*Request*.
Lay out the lines of the material below as a JSON list of strings, one string per line and blank lines skipped. Begin at the line that has "Annotation sprint — target object: wet" and stop after the line that has "0,98,468,263".

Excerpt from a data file
- - - -

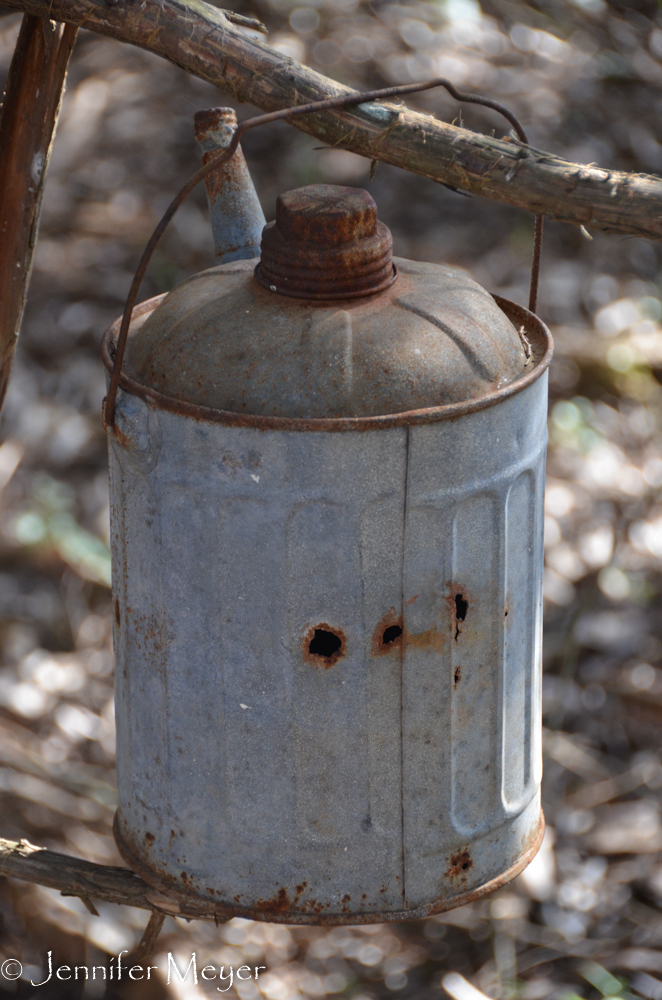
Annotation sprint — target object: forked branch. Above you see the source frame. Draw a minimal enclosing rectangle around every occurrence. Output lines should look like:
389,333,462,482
3,0,662,239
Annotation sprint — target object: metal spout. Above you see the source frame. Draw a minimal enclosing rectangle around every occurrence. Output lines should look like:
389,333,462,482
194,108,266,264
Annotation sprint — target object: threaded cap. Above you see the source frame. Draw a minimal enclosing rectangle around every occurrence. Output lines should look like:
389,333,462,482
255,184,397,299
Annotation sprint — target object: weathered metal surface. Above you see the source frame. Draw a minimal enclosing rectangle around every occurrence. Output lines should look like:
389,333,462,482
101,294,554,433
255,184,397,301
106,302,549,923
195,108,266,264
124,259,535,420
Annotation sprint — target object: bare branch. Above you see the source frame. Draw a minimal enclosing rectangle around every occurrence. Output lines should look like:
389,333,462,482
0,839,230,920
3,0,662,239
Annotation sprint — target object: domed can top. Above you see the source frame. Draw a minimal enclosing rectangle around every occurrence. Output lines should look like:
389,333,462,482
119,184,549,420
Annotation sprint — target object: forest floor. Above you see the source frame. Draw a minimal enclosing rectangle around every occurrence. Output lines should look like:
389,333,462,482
0,0,662,1000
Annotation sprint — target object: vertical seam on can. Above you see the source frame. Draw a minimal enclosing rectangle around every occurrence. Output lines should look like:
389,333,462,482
495,482,510,815
400,427,411,909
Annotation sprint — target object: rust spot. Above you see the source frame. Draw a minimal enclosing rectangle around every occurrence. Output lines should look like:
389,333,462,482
303,622,347,670
372,608,404,656
255,888,290,913
255,184,397,299
444,847,473,881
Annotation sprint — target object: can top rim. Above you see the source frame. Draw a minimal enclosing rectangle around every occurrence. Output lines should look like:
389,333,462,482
101,293,554,432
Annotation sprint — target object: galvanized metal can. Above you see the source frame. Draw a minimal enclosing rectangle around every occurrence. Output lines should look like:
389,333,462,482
103,172,551,924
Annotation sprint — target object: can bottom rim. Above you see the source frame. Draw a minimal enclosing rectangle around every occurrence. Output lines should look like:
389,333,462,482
113,810,545,927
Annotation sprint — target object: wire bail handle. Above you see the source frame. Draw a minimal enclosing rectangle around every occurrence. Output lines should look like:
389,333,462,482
102,77,545,429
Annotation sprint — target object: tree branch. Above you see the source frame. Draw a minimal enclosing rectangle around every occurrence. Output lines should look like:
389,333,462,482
0,838,230,920
0,15,78,407
3,0,662,239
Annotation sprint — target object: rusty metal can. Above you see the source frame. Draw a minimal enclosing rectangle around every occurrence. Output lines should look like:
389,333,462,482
103,170,551,924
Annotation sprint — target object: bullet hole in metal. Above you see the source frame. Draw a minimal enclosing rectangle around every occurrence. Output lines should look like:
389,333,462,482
308,628,342,659
455,594,469,642
382,625,402,646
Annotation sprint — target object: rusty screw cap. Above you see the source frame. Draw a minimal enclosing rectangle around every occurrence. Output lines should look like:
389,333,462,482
255,184,397,299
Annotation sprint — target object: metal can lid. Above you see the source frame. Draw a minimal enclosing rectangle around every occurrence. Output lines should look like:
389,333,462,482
255,184,397,300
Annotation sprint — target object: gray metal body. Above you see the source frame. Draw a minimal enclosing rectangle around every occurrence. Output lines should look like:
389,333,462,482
106,310,550,923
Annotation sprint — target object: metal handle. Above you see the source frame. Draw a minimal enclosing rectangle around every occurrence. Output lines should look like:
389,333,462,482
103,77,544,428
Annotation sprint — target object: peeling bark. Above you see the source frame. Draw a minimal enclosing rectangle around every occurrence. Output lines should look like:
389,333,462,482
3,0,662,239
0,14,78,407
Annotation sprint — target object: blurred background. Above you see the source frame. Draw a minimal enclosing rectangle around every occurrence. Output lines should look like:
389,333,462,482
0,0,662,1000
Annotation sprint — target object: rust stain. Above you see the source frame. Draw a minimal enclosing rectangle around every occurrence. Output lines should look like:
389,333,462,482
101,292,554,436
302,622,347,670
444,846,473,882
255,184,397,299
372,608,404,656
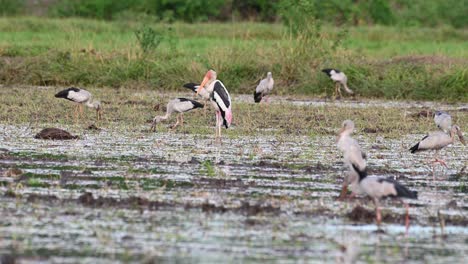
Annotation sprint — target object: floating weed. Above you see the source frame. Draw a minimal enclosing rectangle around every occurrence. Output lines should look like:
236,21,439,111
200,160,216,177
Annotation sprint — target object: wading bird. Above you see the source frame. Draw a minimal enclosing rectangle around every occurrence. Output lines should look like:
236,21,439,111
409,126,466,179
184,83,210,100
434,111,452,133
197,70,232,141
353,164,418,234
55,87,102,120
322,69,354,98
151,98,204,131
337,120,366,199
254,72,275,103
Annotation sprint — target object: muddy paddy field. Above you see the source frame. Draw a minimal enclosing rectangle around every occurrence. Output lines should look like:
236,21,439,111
0,87,468,263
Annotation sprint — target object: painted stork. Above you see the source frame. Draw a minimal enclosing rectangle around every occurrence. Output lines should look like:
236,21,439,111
55,87,102,120
184,83,210,100
352,164,418,234
322,69,354,98
151,98,204,131
409,126,466,179
434,111,452,133
254,72,275,103
197,70,232,140
337,120,367,199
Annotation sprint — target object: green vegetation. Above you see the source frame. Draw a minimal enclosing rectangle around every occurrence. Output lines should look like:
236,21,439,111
0,18,468,101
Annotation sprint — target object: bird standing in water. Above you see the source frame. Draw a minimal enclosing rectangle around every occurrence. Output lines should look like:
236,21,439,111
254,72,275,103
151,98,204,131
55,87,102,120
322,69,354,98
197,70,232,141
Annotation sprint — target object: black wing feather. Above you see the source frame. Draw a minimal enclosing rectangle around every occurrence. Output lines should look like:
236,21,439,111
379,178,418,199
409,135,429,153
352,163,367,181
254,91,262,103
55,87,80,101
184,83,200,93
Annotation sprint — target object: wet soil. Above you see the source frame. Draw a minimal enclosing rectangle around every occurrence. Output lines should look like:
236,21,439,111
0,98,468,263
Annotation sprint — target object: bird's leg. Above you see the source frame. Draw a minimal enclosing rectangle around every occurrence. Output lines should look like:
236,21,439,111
336,83,343,99
79,104,84,118
180,113,184,127
403,202,409,236
374,199,382,229
338,184,348,201
171,114,180,130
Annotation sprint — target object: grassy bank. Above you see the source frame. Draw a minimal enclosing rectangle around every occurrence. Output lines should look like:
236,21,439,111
0,18,468,101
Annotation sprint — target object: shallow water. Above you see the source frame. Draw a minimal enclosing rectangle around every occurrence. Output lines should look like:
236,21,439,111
0,113,468,263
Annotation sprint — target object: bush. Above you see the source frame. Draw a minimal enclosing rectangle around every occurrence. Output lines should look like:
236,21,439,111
0,0,25,16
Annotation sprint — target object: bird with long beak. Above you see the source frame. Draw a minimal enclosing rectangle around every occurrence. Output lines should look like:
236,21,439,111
197,70,232,141
336,120,367,200
409,125,466,180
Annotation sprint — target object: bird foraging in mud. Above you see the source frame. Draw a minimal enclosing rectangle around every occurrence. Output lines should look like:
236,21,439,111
184,83,210,100
409,125,466,179
197,70,232,141
352,164,418,234
151,98,204,131
55,87,102,120
337,120,367,199
254,72,275,103
434,111,452,133
322,69,354,98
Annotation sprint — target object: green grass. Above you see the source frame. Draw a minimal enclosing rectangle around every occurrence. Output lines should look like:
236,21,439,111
0,17,468,101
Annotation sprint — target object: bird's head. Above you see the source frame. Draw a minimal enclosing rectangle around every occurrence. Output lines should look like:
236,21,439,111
452,126,466,146
338,119,354,138
93,101,102,120
197,70,217,94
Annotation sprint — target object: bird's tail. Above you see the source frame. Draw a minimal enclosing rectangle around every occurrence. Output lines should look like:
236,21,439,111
343,83,354,94
409,143,419,153
184,83,199,93
223,106,232,128
254,91,262,103
352,164,367,181
55,90,68,99
393,181,418,199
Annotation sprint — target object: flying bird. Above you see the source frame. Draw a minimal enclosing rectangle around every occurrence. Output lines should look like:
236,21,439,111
55,87,102,120
434,111,452,133
151,98,204,131
353,164,418,234
254,72,275,103
322,69,354,98
409,125,466,177
337,120,367,199
197,70,232,140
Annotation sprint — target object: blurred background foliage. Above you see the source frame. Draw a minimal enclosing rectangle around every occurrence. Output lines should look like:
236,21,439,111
0,0,468,28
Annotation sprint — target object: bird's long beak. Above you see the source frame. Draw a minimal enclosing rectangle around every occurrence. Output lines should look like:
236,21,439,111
197,76,210,95
336,127,344,142
457,130,466,146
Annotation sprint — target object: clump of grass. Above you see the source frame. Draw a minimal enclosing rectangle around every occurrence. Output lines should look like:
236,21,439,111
200,160,216,177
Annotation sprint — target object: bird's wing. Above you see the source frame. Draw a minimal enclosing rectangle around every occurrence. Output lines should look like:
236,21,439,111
67,89,91,103
213,80,231,111
255,79,268,93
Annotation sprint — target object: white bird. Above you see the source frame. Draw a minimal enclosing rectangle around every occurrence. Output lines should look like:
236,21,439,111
151,98,204,131
184,83,210,100
337,120,367,199
322,69,354,98
55,87,102,120
353,164,418,234
409,125,466,177
434,111,452,133
254,72,275,103
197,70,232,140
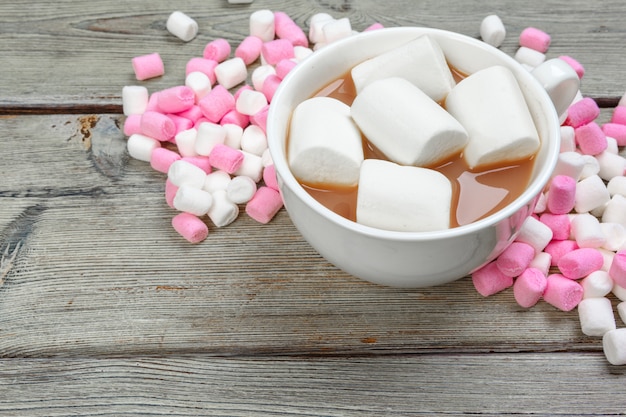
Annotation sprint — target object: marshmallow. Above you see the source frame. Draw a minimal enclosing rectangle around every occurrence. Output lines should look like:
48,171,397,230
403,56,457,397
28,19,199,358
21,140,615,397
351,77,467,166
356,159,452,232
288,97,363,186
446,66,540,169
172,213,209,243
165,11,198,42
480,14,506,48
126,133,161,162
351,35,455,102
578,297,616,336
122,85,149,115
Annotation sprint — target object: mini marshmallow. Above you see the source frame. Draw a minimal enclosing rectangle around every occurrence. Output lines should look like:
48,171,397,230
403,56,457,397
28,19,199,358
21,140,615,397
580,270,613,298
571,213,606,248
543,274,583,311
235,90,267,116
215,57,248,89
185,71,212,101
165,11,198,42
241,125,267,156
246,186,283,224
172,213,209,243
578,297,616,336
290,97,363,186
226,175,257,204
195,122,226,156
167,159,207,188
274,12,309,46
351,35,455,102
126,133,161,162
207,190,239,227
174,184,213,216
496,242,535,277
150,147,181,174
480,14,506,48
446,66,540,169
602,328,626,365
352,77,468,166
198,85,235,123
472,262,513,297
235,36,263,65
574,175,610,213
356,159,452,232
131,52,165,81
202,38,231,62
557,248,604,279
122,85,149,115
513,268,548,308
209,143,243,174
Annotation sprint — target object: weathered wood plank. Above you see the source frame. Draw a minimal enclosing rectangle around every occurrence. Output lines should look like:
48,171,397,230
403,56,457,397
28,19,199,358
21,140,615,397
0,353,626,417
0,0,626,108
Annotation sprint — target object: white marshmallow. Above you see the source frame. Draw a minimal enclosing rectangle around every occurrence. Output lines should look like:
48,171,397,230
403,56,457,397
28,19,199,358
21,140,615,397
250,9,276,42
207,190,239,227
571,213,606,248
226,175,257,204
195,122,226,156
351,77,468,166
165,11,198,42
480,14,506,48
122,85,150,116
351,35,455,102
574,175,610,213
167,159,207,188
356,159,452,232
214,56,248,89
288,97,363,186
241,125,267,156
578,297,617,336
235,90,267,116
172,184,213,216
446,66,540,169
602,328,626,365
580,270,613,298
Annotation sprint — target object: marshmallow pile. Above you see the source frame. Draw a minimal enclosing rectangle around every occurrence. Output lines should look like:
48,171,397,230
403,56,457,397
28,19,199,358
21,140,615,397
472,16,626,365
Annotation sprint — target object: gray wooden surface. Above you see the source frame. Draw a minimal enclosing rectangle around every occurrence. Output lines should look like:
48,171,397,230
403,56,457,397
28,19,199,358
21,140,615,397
0,0,626,416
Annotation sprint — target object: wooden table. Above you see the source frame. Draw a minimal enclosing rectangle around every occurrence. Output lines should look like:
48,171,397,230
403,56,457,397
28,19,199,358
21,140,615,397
0,0,626,416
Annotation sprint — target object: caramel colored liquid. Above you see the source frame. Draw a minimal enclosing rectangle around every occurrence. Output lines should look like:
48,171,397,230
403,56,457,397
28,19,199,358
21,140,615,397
294,69,534,227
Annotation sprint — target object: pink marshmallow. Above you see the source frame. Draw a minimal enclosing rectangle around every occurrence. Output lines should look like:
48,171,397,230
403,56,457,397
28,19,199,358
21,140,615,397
472,261,513,297
132,52,165,81
209,143,243,174
198,84,235,123
261,39,295,65
539,212,571,240
246,186,283,224
602,123,626,146
543,274,584,311
141,111,176,142
202,38,231,62
519,27,550,54
172,213,209,243
150,147,181,174
513,268,548,308
496,242,535,277
559,55,585,78
574,122,608,155
564,97,600,128
546,175,576,214
609,250,626,288
274,12,309,47
543,240,579,266
235,36,263,65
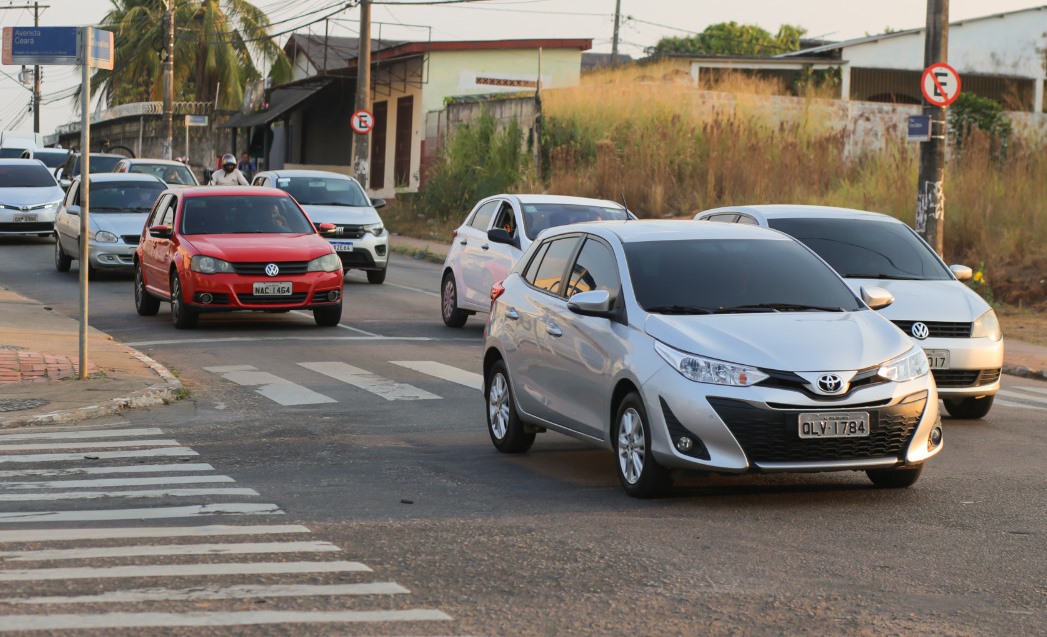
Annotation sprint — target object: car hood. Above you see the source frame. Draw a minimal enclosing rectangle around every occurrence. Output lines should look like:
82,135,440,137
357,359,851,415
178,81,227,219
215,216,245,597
182,234,331,263
644,310,913,372
302,205,382,225
846,279,989,323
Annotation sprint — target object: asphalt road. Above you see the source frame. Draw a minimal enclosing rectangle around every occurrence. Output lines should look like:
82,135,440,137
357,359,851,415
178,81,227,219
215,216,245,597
0,234,1047,636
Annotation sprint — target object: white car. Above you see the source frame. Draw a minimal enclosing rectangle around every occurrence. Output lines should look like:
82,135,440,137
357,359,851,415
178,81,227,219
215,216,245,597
440,195,634,327
695,205,1003,418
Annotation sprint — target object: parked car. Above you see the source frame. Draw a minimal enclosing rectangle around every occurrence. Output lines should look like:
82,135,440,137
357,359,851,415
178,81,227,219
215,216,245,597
440,195,630,327
113,159,200,185
0,159,64,237
134,186,343,329
483,221,942,497
54,173,168,272
251,170,389,284
695,205,1003,418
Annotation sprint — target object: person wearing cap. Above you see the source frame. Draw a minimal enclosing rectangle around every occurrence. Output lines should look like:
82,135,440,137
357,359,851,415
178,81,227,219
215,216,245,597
210,153,250,185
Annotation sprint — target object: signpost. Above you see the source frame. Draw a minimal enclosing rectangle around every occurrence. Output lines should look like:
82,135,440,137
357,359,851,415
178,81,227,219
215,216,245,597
2,26,115,379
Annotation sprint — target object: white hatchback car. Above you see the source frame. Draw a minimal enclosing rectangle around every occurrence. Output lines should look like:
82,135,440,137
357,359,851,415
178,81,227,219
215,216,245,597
440,195,634,327
695,205,1003,418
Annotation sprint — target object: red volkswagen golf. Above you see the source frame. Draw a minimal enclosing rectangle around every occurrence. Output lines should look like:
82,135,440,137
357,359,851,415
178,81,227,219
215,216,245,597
134,186,342,329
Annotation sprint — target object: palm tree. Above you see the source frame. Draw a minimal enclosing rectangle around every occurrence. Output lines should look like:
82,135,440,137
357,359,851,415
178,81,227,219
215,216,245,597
91,0,291,109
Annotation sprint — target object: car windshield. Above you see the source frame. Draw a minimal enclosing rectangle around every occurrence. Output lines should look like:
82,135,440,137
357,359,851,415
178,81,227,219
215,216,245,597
181,195,316,235
770,219,952,281
524,203,629,239
90,181,164,215
0,163,57,188
624,239,862,314
276,177,371,206
128,162,197,185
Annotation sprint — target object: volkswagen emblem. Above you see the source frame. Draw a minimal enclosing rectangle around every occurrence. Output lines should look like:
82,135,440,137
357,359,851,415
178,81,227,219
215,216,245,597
910,321,931,341
818,374,844,394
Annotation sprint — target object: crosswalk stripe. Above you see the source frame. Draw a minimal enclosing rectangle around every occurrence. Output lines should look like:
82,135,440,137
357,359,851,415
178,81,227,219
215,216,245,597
298,361,440,400
0,609,451,632
0,427,163,441
0,542,341,562
389,360,484,390
203,365,336,407
0,446,200,463
0,476,236,489
0,521,311,544
0,562,371,582
0,502,284,524
0,487,259,502
0,439,178,452
7,581,410,603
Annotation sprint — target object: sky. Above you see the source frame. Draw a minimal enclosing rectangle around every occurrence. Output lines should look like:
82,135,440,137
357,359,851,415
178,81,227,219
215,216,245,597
0,0,1047,134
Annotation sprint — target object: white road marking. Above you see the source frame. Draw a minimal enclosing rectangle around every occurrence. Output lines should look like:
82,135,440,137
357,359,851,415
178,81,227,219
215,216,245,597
203,365,337,407
0,427,163,441
0,462,215,478
298,361,440,400
389,360,484,390
0,521,311,544
0,609,451,632
0,502,284,524
8,581,410,603
0,542,341,562
0,439,178,452
0,446,200,464
0,487,259,502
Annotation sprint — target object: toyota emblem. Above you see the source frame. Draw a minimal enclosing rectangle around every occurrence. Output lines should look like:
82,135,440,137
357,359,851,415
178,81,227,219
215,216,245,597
818,374,844,394
910,321,931,341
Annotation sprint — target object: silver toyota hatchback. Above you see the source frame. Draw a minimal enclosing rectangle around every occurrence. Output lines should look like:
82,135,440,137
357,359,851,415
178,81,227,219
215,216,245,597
484,221,942,497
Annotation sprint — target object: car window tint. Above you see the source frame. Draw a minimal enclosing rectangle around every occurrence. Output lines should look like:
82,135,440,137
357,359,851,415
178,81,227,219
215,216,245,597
567,238,620,298
770,219,952,281
624,238,862,311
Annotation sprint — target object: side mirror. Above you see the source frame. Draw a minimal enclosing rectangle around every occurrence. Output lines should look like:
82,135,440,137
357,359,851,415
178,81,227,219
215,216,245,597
862,287,894,310
949,265,975,281
569,289,614,316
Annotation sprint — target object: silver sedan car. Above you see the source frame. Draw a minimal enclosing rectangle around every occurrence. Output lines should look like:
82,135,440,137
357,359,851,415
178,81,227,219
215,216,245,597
484,221,942,497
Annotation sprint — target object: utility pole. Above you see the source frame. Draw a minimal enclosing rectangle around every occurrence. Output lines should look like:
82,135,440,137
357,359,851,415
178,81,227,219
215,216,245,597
915,0,949,256
353,0,371,190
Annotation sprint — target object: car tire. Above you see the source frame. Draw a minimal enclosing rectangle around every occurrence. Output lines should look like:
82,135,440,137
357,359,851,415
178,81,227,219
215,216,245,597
54,235,72,272
942,396,996,420
484,360,536,454
865,464,923,489
611,392,672,498
440,272,469,327
171,272,200,330
134,263,160,316
313,303,341,327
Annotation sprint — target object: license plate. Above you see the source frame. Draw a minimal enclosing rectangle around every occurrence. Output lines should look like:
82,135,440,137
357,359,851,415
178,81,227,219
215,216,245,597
923,350,949,370
254,281,291,296
799,412,869,438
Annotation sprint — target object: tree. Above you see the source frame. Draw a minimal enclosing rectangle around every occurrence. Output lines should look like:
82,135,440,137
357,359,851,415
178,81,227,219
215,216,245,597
650,22,807,56
91,0,291,109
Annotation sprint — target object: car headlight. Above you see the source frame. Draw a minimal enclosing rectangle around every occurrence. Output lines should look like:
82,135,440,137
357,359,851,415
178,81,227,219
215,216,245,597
190,255,236,274
971,310,1003,341
306,252,341,272
876,346,931,382
654,342,767,387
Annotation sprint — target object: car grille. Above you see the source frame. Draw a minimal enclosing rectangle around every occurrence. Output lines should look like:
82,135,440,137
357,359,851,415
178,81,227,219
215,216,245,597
232,261,309,276
931,369,1000,388
708,392,927,463
893,321,971,338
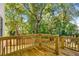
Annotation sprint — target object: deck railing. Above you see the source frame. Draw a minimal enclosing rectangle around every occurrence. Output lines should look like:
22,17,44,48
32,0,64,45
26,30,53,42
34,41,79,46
0,34,59,55
60,36,79,51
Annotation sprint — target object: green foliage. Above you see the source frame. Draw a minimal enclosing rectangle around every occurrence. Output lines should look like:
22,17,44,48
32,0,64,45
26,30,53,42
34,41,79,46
5,3,79,35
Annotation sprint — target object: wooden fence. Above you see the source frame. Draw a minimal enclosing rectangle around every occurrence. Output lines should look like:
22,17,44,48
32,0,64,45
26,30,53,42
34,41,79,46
0,34,59,55
60,36,79,51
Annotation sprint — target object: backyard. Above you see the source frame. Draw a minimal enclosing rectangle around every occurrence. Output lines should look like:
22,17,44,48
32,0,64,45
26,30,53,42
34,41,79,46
0,3,79,56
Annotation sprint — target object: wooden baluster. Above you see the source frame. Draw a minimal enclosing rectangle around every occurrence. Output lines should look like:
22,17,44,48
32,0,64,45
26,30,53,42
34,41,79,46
22,37,23,49
54,36,59,55
77,44,79,51
0,39,1,55
9,39,11,53
2,40,5,56
16,37,18,50
6,40,8,54
61,37,64,49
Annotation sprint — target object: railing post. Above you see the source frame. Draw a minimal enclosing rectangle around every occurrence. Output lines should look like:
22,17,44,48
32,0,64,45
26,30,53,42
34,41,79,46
77,44,79,51
60,37,64,49
54,36,59,55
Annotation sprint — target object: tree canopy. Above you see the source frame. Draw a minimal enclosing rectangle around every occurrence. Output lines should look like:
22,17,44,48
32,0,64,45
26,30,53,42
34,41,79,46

- - - -

*Result of the task*.
[
  "Annotation sprint — target object: wet soil. Above you see the source frame. Draw a minimal enclosing rectangle around every occurrence. Output lines should look like:",
  "236,21,439,111",
  "0,98,468,263"
]